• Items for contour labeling
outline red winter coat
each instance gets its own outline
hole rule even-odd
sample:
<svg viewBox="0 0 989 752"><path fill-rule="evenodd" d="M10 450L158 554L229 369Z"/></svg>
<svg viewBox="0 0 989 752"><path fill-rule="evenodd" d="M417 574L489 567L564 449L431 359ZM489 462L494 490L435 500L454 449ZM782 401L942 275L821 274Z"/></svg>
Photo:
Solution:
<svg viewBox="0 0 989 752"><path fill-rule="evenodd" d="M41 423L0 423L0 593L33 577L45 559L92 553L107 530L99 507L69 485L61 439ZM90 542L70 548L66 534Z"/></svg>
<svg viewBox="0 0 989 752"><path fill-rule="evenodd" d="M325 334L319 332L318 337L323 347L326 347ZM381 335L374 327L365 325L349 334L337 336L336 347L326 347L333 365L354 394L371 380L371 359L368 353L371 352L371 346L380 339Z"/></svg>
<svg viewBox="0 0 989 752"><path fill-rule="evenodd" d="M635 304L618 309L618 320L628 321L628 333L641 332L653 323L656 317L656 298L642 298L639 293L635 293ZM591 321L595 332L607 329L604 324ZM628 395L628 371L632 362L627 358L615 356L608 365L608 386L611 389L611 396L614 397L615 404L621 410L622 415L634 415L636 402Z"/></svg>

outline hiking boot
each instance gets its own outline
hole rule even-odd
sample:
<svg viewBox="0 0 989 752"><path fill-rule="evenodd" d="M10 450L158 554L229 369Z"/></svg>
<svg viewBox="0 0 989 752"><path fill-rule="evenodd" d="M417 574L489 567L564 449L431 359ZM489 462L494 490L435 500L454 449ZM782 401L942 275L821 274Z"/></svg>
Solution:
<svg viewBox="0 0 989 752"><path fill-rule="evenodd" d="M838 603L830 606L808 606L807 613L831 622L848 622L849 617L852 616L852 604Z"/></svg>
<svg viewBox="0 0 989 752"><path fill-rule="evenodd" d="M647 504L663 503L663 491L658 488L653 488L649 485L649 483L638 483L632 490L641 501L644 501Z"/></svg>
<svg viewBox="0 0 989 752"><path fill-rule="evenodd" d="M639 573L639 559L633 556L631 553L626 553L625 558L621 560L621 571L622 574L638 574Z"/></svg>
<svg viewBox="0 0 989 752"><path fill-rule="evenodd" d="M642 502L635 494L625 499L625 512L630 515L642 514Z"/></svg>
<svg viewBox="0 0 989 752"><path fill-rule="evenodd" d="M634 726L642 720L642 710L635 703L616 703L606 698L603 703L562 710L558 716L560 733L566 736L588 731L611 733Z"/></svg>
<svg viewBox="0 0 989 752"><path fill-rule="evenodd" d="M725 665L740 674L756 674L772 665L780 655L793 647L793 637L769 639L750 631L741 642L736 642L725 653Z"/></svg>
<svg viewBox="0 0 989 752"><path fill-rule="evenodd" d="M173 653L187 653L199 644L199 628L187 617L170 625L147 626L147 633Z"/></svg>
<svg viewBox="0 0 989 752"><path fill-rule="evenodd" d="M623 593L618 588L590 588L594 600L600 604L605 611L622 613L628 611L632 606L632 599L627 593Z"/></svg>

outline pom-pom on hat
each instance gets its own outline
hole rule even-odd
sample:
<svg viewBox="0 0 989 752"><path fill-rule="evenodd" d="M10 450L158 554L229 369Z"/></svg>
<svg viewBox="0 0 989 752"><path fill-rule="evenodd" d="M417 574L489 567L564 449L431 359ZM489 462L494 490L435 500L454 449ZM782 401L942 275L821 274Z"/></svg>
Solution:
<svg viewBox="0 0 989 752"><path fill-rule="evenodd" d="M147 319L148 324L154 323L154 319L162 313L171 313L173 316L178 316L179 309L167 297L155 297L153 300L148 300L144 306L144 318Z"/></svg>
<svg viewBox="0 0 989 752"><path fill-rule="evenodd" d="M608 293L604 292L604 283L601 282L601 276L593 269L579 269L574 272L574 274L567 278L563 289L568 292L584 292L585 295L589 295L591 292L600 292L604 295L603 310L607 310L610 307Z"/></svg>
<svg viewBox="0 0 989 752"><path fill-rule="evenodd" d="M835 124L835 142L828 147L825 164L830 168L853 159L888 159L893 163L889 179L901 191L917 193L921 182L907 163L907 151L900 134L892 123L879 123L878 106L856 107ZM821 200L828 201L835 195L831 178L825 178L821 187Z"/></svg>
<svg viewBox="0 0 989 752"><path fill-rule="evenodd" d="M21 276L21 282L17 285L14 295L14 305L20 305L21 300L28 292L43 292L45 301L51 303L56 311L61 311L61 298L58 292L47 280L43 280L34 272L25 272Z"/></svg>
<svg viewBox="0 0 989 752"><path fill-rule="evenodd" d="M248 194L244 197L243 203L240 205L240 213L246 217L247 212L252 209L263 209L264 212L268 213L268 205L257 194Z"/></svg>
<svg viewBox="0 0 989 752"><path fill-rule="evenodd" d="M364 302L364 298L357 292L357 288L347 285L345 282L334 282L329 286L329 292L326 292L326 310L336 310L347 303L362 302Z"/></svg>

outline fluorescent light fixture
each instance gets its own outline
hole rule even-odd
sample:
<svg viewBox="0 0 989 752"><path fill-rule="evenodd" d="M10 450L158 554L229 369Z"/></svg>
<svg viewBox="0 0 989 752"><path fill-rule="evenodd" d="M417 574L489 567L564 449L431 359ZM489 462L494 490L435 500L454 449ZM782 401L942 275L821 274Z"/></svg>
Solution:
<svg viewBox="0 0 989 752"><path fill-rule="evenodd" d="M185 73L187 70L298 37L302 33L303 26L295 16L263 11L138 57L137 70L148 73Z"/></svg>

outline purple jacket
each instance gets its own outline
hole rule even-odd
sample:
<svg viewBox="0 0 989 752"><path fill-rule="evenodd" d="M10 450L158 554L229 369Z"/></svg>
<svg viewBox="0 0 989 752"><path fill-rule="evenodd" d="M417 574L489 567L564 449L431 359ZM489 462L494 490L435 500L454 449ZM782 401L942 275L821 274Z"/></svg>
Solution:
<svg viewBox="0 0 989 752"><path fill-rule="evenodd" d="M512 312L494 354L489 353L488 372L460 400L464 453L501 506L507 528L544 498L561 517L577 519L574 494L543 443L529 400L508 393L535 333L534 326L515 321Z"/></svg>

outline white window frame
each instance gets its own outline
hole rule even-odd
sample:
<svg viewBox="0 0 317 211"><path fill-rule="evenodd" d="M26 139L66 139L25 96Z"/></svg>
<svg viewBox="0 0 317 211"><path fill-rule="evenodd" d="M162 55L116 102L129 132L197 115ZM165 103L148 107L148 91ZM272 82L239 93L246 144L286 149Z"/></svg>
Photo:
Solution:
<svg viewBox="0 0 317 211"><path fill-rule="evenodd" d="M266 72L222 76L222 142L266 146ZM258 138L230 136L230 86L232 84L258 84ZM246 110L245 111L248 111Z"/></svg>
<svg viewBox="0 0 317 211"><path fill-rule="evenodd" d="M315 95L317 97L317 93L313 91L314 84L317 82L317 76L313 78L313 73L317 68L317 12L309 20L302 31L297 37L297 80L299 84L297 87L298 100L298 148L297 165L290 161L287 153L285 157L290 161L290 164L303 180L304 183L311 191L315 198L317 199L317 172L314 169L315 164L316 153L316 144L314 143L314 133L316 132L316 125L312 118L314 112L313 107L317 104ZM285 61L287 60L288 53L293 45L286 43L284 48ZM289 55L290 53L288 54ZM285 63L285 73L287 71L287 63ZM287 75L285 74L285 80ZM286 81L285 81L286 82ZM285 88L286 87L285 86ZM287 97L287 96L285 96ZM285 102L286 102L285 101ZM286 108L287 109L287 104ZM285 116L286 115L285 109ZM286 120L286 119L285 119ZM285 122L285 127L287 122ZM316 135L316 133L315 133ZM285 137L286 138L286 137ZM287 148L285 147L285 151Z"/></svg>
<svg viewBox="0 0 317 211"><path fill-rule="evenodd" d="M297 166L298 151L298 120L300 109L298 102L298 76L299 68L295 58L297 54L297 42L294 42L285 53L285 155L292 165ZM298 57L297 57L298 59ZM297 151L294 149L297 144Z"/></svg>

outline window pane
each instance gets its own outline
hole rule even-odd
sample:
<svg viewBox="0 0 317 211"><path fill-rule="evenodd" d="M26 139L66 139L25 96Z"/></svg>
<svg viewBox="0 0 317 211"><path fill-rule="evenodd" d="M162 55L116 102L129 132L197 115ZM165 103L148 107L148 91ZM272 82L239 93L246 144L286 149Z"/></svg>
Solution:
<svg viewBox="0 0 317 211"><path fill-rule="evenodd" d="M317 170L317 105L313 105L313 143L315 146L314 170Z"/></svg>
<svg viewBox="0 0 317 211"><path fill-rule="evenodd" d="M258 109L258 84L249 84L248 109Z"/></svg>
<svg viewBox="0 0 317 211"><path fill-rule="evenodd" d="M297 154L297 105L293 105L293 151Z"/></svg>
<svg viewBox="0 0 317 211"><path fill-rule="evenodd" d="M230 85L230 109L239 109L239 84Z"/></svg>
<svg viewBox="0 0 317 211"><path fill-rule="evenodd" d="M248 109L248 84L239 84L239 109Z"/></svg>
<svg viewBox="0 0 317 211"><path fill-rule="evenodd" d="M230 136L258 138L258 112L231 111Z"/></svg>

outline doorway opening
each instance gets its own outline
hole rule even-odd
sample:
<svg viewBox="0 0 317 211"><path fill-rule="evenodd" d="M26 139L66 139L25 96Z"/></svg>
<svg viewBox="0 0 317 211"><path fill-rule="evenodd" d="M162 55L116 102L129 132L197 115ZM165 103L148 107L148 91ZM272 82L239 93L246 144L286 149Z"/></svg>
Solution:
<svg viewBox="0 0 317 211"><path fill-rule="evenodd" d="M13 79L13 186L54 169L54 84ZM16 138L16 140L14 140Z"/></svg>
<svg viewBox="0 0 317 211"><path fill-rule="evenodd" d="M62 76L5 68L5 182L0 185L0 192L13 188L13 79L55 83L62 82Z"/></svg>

• Task to carry out
Reproduce the lines above word for word, from the very first line through the line that contains "304L618 309L618 320L628", including both of those lines.

• Answer to this exercise
outline red winter coat
each instance gets its own outline
hole rule even-odd
sample:
<svg viewBox="0 0 989 752"><path fill-rule="evenodd" d="M10 450L158 554L229 369Z"/></svg>
<svg viewBox="0 0 989 752"><path fill-rule="evenodd" d="M417 574L489 567L564 449L431 359ZM489 462L494 490L435 500L454 449ZM782 401L942 275L821 274Z"/></svg>
Photo:
Solution:
<svg viewBox="0 0 989 752"><path fill-rule="evenodd" d="M41 423L0 423L0 593L33 577L45 559L92 553L107 530L99 507L69 485L61 439ZM90 542L70 548L66 534Z"/></svg>
<svg viewBox="0 0 989 752"><path fill-rule="evenodd" d="M325 334L319 332L318 337L323 347L326 347ZM381 335L374 327L365 325L349 334L337 336L336 347L326 347L333 365L354 394L371 380L371 359L368 353L371 352L371 346L380 339Z"/></svg>
<svg viewBox="0 0 989 752"><path fill-rule="evenodd" d="M635 304L618 309L618 320L628 321L628 333L641 332L653 323L656 317L656 298L642 298L639 293L635 293ZM591 321L595 332L607 329L604 324ZM628 395L628 371L632 362L627 358L615 356L608 365L608 386L611 389L611 396L614 397L615 404L621 410L622 415L634 415L636 402Z"/></svg>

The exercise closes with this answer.